* _Polecenie_: Powtórz wszystkie poniższe rekordy co do znaku, niczego w nich nie zmieniając.

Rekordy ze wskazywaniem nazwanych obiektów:
----
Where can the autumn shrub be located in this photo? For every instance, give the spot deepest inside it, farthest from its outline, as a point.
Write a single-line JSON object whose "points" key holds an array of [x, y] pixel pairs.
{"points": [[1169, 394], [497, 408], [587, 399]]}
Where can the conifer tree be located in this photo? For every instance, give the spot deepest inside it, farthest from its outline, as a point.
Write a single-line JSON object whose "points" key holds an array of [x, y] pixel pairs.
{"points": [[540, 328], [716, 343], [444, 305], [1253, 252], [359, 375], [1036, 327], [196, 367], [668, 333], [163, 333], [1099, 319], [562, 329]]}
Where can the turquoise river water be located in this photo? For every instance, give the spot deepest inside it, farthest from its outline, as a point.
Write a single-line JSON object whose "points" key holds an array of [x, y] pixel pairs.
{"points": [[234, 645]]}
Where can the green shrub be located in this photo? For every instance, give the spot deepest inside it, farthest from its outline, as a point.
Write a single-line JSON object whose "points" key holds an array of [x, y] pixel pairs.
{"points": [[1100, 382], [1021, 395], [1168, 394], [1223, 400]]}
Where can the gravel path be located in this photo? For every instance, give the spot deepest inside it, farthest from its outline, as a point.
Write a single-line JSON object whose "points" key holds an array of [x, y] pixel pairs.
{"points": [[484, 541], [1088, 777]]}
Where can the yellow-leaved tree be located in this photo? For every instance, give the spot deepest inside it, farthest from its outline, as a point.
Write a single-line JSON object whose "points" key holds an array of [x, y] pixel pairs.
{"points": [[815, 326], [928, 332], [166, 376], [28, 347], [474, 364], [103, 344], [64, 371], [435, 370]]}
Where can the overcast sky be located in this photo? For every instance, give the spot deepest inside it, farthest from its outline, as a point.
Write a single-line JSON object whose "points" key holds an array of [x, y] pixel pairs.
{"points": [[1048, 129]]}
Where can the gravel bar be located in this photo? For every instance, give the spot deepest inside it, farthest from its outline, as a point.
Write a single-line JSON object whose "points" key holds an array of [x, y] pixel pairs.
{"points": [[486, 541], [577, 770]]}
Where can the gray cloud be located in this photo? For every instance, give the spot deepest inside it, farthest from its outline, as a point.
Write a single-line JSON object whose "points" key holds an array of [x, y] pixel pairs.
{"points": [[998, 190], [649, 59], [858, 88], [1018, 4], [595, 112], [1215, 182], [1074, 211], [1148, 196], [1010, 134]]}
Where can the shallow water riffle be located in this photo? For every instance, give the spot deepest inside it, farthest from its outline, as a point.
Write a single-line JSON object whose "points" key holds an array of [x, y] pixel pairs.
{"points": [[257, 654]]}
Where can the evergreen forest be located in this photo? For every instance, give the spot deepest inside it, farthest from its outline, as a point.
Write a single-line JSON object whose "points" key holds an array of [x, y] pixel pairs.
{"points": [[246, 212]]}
----
* _Rozwiązanie zadania_:
Where can the autumn shrub be located in this photo? For every instance, give the spot deepest inside it, farthest from its outline, as a point.
Write a single-line JSON object whose "points" key holds an array of [x, y] pixel pairs.
{"points": [[1169, 394], [497, 408], [587, 399]]}
Where can the conifer tree be located in this photo? For every instance, give the spot deepest inside it, farthest from its outline, as a point.
Write a single-line JSON object whose "points" key holds an array of [x, y] pixel pairs.
{"points": [[540, 328], [716, 343], [444, 305], [1253, 252], [359, 375], [1036, 327], [196, 367], [668, 333], [163, 333], [1099, 319], [562, 329]]}
Where can the turquoise river water be located in this photo? For every instance, give the spot deepest inside it, farthest from its outline, as a point.
Write a single-line JSON object whose "points" key holds an array of [x, y] pixel pairs.
{"points": [[234, 645]]}
Where can the green shrub be located in this photo? For every instance, give the spot deepest inside it, farthest from its outline, as a point.
Write a single-line JSON object whose "points" key holds an array of [x, y] pixel pairs.
{"points": [[1100, 382], [1021, 395], [1168, 394], [1223, 400]]}
Where can the gravel path be located in this photo? For every instance, give the spot deepest inside it, farthest from its outline, as a point.
Write a single-line JSON object whose "points" key holds an array of [x, y] pixel pairs.
{"points": [[484, 541], [1088, 777]]}
Where can the yellow-leaved tree be located in this photo? For every instance, give the spot deepest inside it, farthest from its outline, as a point.
Write a single-line JSON object whose "points" key holds an array of [x, y] pixel pairs.
{"points": [[815, 326], [928, 332], [166, 376], [28, 347], [474, 364], [103, 344], [64, 371], [435, 370]]}
Where can the overcast sky be located in this photo? For every instance, give the spot deepest inside it, farthest from its outline, as a point.
Write a single-line JSON object whose "points" key holds an array of [x, y] pixel pairs.
{"points": [[1048, 129]]}
Where can the gravel bar be located in this photo? For every instance, give the spot deepest inside it, farthest from its outline, as a point.
Write a single-line JSON object whose "points" key holds an array of [x, y] pixel pairs.
{"points": [[486, 541], [577, 770]]}
Where can the gray cloud be located in this photo? For every instance, give the spot deepest inside it, farthest from its outline, as a point.
Write a single-line JSON object whose "points" key holds an array of [x, y] pixel pairs.
{"points": [[998, 190], [649, 59], [858, 88], [1018, 4], [595, 112], [1215, 182], [1074, 211], [1148, 196], [1010, 134]]}
Where can the shallow water riffle be located in this photo? For every instance, give the spot deepest inside it, farthest from its outline, as a point.
Write a single-line JSON object whose "points" key holds an array of [x, y] pixel pairs.
{"points": [[257, 654]]}
Where can the evergreen forest be located in this photo? For every instance, give the spot deepest inside it, farthest from its outline, as a point.
Write a single-line JSON object whose "points" key holds an array of [x, y] pixel pairs.
{"points": [[246, 212]]}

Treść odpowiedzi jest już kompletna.